- _WORK REQUEST_:
In the copy you make, include no pictures, and transcribe every record exactly.

- _RECORDS TO PROCESS_:
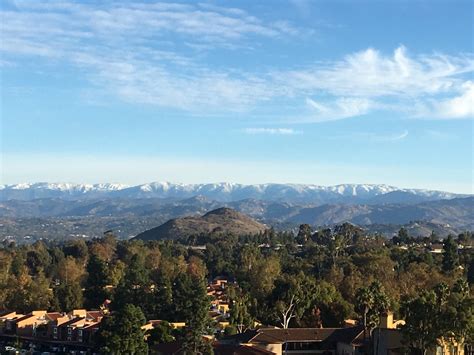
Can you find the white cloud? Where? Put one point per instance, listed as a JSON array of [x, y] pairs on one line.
[[339, 109], [135, 51], [370, 74], [272, 131], [458, 107]]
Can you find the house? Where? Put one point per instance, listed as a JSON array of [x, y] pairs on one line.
[[340, 341], [77, 326], [26, 326], [7, 321], [387, 339]]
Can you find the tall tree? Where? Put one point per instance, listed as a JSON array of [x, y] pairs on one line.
[[95, 292], [120, 333], [450, 254], [197, 320], [134, 287], [371, 301], [68, 296]]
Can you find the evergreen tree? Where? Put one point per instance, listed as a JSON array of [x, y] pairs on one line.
[[68, 296], [95, 292], [134, 286], [450, 255], [197, 320], [120, 333], [162, 298], [371, 301]]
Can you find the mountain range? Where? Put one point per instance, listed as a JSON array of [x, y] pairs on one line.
[[66, 210], [226, 192], [222, 220]]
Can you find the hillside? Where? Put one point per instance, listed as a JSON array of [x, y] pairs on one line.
[[222, 220]]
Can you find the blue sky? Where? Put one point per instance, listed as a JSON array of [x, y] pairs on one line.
[[321, 92]]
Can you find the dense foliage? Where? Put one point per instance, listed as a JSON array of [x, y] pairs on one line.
[[304, 280]]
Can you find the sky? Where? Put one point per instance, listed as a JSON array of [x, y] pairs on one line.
[[297, 91]]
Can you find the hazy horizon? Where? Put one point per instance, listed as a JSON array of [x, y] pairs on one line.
[[292, 92]]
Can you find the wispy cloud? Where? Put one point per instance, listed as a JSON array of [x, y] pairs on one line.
[[373, 136], [152, 53], [272, 131], [339, 109]]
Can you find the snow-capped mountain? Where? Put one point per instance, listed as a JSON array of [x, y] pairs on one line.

- _ANSWER SECTION_:
Can you find the white cloud? Where? Put one point per instance, listed as a JSON array of [x, y] pairs on one line.
[[339, 109], [135, 51], [370, 74], [272, 131], [458, 107]]
Can you find the house? Where? Put one point per instance, listed as a JSON array of [x, y] pairs on one line.
[[340, 341], [77, 326], [26, 326], [7, 321], [387, 339]]
Can you find the tall tree? Where? Put one point per instance, listed as a JSON array of [x, y] pairs on one line.
[[95, 292], [120, 333], [450, 254], [197, 320], [134, 287], [371, 301], [68, 296]]
Can you find the evergreen tree? Where? Put one point per instance, listed as a JSON array of [x, y] pairs on one line.
[[68, 296], [95, 292], [134, 286], [450, 255], [197, 320], [120, 333], [162, 298], [371, 301]]
Can you find the mountain range? Where? Put one point per instance, listed as a JSON array of [x, y] pairs on one line.
[[66, 210], [226, 192], [222, 220]]
Can you find the hillside? Where? Put one point per instance, listed as a JSON array of [x, y] pairs on one line.
[[222, 220]]
Can you find the blue sky? Where? Put one point per instance, listed as a JSON array of [x, y] pairs on one line.
[[321, 92]]
Can you find the dense foliage? Where? Put one point per instance, listed as a JSON array of [x, y] pairs on one line.
[[304, 280]]
Can you find the sky? Where? Put one point per instance, listed as a JSON array of [x, y] pairs on one line.
[[297, 91]]
Can you find the hazy horizon? Where? Put one point per instance, listed as a JSON array of [x, y] pairs on one line.
[[292, 92]]
Can you find the wispy cloud? Where? Put one point per instance, listed as a JSON array of [x, y] pairs on one line.
[[373, 136], [152, 53], [272, 131], [339, 109]]
Can you find the snow-capped mountain? Where? Put one point per instance, listed as a JSON array of [x, y] pairs on one line.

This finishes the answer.